**PROBLEM TO SOLVE:**
Rewrite everything in the material below, from the line containing "Question. The photo above holds the white glove." down to the end of the material, with each "marker" replaced by "pin" and all else left unchanged.

**RECORDS:**
::::::

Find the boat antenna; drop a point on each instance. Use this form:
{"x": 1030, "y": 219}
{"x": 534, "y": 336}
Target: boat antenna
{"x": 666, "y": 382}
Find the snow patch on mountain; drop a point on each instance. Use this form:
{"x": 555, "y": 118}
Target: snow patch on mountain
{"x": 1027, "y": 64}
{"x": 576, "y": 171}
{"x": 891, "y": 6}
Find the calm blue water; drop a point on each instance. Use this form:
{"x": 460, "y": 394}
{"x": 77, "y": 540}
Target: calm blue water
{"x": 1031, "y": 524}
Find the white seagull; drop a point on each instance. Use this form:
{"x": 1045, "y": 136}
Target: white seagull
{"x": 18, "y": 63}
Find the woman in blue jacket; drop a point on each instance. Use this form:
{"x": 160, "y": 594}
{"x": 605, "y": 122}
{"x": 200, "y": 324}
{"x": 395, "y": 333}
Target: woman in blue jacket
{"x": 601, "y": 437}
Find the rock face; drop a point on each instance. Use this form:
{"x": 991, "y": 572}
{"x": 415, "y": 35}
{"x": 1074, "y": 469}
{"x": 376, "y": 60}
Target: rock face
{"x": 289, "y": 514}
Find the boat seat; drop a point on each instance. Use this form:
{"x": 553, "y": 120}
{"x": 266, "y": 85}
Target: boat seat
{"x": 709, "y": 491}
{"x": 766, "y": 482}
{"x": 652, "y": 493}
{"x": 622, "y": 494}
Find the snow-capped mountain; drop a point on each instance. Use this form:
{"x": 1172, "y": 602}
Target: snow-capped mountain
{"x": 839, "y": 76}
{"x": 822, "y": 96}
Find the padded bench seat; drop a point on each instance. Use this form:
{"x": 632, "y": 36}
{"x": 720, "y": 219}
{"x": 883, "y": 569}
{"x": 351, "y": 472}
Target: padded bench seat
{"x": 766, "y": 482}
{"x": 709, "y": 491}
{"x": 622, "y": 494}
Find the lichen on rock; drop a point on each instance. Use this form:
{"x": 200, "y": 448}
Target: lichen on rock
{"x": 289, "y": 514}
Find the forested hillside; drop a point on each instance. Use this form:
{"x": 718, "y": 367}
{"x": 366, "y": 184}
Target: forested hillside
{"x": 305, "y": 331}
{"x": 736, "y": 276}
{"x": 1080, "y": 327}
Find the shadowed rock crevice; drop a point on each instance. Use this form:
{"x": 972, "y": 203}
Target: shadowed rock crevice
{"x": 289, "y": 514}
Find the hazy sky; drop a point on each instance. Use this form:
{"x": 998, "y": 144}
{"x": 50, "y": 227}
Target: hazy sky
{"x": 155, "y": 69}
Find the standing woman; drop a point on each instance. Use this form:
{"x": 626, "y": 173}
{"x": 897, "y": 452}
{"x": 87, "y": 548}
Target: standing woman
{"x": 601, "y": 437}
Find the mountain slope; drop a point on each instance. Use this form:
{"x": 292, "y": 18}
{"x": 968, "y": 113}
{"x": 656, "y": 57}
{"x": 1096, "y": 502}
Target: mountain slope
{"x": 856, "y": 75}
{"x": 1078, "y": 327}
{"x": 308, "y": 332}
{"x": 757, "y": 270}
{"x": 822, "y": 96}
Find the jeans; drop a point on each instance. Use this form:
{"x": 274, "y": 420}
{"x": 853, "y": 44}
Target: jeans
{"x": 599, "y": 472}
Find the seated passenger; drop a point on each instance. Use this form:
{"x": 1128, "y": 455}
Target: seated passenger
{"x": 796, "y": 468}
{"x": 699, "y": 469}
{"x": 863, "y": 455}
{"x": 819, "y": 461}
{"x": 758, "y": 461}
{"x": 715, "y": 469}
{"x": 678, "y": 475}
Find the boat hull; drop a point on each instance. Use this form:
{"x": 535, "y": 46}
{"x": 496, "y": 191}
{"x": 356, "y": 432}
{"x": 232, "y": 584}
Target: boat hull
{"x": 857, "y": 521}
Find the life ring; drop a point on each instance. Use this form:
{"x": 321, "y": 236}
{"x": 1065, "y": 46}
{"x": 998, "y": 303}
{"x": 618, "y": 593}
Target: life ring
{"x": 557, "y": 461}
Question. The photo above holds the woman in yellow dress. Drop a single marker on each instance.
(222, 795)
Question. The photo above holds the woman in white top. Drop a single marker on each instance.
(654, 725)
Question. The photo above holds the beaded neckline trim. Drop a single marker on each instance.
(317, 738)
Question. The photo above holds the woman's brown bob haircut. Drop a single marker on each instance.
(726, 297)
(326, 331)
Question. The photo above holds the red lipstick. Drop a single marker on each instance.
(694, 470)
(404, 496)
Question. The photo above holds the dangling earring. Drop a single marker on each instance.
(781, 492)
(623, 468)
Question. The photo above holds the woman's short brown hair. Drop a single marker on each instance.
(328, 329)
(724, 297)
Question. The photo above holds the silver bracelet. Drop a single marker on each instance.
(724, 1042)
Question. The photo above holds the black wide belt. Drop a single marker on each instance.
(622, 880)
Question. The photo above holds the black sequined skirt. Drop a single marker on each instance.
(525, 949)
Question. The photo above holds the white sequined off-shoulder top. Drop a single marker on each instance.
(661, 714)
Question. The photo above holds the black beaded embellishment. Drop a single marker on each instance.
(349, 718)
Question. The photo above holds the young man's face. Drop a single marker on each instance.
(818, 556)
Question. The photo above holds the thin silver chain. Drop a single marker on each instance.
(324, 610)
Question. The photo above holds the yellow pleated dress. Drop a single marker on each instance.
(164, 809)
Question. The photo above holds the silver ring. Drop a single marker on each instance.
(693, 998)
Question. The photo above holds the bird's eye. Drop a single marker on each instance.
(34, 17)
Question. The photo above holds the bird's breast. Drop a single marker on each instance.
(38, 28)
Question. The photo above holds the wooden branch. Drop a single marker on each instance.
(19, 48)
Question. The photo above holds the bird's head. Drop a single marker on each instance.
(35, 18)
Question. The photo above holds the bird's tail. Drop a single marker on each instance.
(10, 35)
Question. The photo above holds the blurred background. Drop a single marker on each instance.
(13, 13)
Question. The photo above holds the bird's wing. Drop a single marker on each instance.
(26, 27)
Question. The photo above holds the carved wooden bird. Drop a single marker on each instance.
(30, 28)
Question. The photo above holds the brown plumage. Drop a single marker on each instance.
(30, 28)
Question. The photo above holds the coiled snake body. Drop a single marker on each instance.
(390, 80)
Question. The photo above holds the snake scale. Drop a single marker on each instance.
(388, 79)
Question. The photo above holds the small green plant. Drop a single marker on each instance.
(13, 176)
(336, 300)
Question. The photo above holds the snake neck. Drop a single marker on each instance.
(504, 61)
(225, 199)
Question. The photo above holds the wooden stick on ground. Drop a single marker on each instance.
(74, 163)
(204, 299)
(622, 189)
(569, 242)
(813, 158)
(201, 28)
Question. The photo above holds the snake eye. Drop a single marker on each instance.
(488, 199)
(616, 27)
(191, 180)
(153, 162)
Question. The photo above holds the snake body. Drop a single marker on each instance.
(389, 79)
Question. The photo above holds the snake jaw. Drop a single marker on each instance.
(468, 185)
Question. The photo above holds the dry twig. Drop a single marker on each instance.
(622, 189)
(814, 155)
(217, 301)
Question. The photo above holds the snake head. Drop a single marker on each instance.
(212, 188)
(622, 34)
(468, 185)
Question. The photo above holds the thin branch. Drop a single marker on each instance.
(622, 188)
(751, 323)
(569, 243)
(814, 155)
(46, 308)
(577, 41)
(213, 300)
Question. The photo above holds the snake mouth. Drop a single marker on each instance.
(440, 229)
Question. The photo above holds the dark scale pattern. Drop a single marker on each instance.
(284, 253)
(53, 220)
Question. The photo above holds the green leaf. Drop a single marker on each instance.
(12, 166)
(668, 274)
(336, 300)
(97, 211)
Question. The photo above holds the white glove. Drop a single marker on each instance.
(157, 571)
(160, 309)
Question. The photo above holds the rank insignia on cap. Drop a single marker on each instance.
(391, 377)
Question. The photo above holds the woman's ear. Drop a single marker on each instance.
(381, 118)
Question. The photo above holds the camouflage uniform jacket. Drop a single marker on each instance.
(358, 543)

::::::

**SOLUTION TO THE PROBLEM:**
Question. The photo above holds the white glove. Drop a single pin on each instance.
(157, 571)
(160, 309)
Question. The photo above holds the rank insignia on cap. Drop a single pin on each instance.
(391, 377)
Question. The photo above holds the woman's ear. Drop a single pin on each instance.
(381, 118)
Question. The photo above holds the camouflage uniform jacket. Drop a single pin on each instance.
(358, 543)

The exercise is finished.